Back in 2012, Peter O’Brien was drafted as a senior out of the University of Miami. O’Brien’s high prospect ranking was due to an impressive display of offense and status as a senior that would likely sign below slot value in the second round. Not much has changed for the bat-first catcher, who’s now seeing more and more time around the field. While the Yankees have kept him behind the plate, O’Brien has now found himself with a handful of innings in the outfield and at third base. While his defensive ability is still in question, O’Brien’s offense has maintained, and he now leads all of minor league baseball with 19 home runs this season, which ties him with Nelson Cruz for the most home runs in professional baseball. Here is his latest shot.

RAW DATA
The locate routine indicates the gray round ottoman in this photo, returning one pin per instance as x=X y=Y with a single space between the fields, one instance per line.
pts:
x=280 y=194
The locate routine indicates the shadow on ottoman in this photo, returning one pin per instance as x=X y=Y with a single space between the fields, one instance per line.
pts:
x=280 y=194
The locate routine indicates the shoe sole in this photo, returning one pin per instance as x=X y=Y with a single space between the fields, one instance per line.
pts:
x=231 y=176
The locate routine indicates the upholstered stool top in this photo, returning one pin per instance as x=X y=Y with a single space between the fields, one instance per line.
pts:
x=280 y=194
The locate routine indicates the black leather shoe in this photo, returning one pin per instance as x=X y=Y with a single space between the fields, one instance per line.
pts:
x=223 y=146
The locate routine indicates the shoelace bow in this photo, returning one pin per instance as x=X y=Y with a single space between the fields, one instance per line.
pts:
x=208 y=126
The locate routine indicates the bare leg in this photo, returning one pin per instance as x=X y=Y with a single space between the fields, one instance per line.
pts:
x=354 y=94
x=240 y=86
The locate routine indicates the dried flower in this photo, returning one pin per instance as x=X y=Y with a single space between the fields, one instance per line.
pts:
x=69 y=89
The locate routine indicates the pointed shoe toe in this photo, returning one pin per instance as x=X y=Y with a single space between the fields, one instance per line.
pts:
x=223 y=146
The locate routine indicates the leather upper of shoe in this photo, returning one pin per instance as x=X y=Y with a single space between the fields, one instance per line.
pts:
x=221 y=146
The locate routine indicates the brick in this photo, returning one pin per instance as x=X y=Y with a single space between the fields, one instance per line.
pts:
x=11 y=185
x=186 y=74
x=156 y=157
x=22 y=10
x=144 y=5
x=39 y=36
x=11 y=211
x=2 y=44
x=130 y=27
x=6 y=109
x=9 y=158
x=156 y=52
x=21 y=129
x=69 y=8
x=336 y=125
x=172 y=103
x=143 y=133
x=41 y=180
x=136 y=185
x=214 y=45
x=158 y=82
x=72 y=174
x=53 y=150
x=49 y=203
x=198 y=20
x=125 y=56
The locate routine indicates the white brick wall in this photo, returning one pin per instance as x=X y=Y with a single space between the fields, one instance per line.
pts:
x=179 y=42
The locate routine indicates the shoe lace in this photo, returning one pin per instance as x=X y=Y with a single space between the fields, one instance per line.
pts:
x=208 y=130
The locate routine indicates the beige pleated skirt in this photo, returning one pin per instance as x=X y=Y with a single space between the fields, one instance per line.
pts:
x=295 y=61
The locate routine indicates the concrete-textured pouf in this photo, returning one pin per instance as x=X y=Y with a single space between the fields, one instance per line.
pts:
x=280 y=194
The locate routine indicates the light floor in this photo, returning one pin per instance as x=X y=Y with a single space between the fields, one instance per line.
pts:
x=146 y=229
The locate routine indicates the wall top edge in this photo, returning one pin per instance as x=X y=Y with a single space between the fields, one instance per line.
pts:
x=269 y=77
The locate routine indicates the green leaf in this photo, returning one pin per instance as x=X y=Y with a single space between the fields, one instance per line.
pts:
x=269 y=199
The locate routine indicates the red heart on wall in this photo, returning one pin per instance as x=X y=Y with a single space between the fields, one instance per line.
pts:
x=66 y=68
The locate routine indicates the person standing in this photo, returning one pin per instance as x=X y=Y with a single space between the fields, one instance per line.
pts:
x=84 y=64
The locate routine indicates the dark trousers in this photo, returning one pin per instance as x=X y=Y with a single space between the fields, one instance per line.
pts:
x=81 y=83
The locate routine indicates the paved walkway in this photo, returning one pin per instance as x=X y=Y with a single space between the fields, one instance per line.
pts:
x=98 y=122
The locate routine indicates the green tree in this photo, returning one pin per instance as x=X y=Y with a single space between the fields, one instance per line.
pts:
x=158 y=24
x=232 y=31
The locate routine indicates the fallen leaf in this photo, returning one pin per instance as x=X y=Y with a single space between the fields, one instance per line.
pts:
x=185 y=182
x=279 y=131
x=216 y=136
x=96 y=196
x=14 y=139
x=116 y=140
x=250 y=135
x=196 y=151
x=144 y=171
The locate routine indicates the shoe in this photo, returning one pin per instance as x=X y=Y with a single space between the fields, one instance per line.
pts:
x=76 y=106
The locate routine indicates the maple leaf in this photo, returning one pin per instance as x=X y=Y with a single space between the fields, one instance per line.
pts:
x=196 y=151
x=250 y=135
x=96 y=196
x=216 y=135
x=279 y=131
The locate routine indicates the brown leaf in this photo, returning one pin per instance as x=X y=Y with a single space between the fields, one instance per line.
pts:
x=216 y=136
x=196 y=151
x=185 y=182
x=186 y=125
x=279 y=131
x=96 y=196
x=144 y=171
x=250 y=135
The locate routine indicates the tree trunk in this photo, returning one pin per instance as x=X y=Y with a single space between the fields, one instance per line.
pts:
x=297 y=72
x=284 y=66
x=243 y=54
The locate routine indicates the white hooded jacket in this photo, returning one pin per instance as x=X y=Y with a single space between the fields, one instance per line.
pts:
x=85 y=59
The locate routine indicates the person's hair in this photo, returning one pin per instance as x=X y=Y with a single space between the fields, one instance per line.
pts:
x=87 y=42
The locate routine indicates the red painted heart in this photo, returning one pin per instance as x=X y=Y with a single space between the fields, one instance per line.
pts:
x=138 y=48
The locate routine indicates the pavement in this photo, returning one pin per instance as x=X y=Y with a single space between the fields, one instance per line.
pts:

WORK REQUEST A
Rewrite the part of the Peter O'Brien passage that opens with "Back in 2012, Peter" and closes with "his latest shot.", putting "backstop" in place of "catcher".
WORK REQUEST B
Continue the passage about Peter O'Brien's home run pace from its final sentence.

ANSWER SPACE A
Back in 2012, Peter O’Brien was drafted as a senior out of the University of Miami. O’Brien’s high prospect ranking was due to an impressive display of offense and status as a senior that would likely sign below slot value in the second round. Not much has changed for the bat-first backstop, who’s now seeing more and more time around the field. While the Yankees have kept him behind the plate, O’Brien has now found himself with a handful of innings in the outfield and at third base. While his defensive ability is still in question, O’Brien’s offense has maintained, and he now leads all of minor league baseball with 19 home runs this season, which ties him with Nelson Cruz for the most home runs in professional baseball. Here is his latest shot.

ANSWER SPACE B
In 2013, O’Brien had a breakout performance in Charleston and Tampa. He finished last season with 22 home runs, good for a .291/.350/.544 slash, but also struck out 134 times. The right-handed hitter showed great power in a pitcher-friendly environment, but he was also extremely prone to striking out on breaking balls. To compensate for the better breaking balls at the upper levels, O’Brien worked with Kevin Long this spring on quieting down his stride step and shortening his lofty swing. The results speak for themselves, as O’Brien has maintained a gaudy slashline into Double-A. He’s showing significantly more power, and actually striking out slightly less in higher levels.
But there’s still some worry that his bat may struggle in the major leagues. O’Brien has developed very little plate discipline this season, and he only has seven walks over his first 199 plate appearances. As he sees better and better pitching and breaking balls, the catcher may run into trouble hitting for average and on base percentage, and though he’s made some changes in his swing to compensate, the numbers are not there yet.
With Mark Teixeira and Carlos Beltran suffering injuries early this season, some have speculated that the Yankees need another first base or corner outfield bat. It’s led to some discussion of free agent Kendrys Morales, but if the Yankees can wait until mid-season, O’Brien has shown the ability to hit for similar power. He’s obviously not as sound of a hitter when it comes to average and plate discipline, but O’Brien is a much cheaper home run solution.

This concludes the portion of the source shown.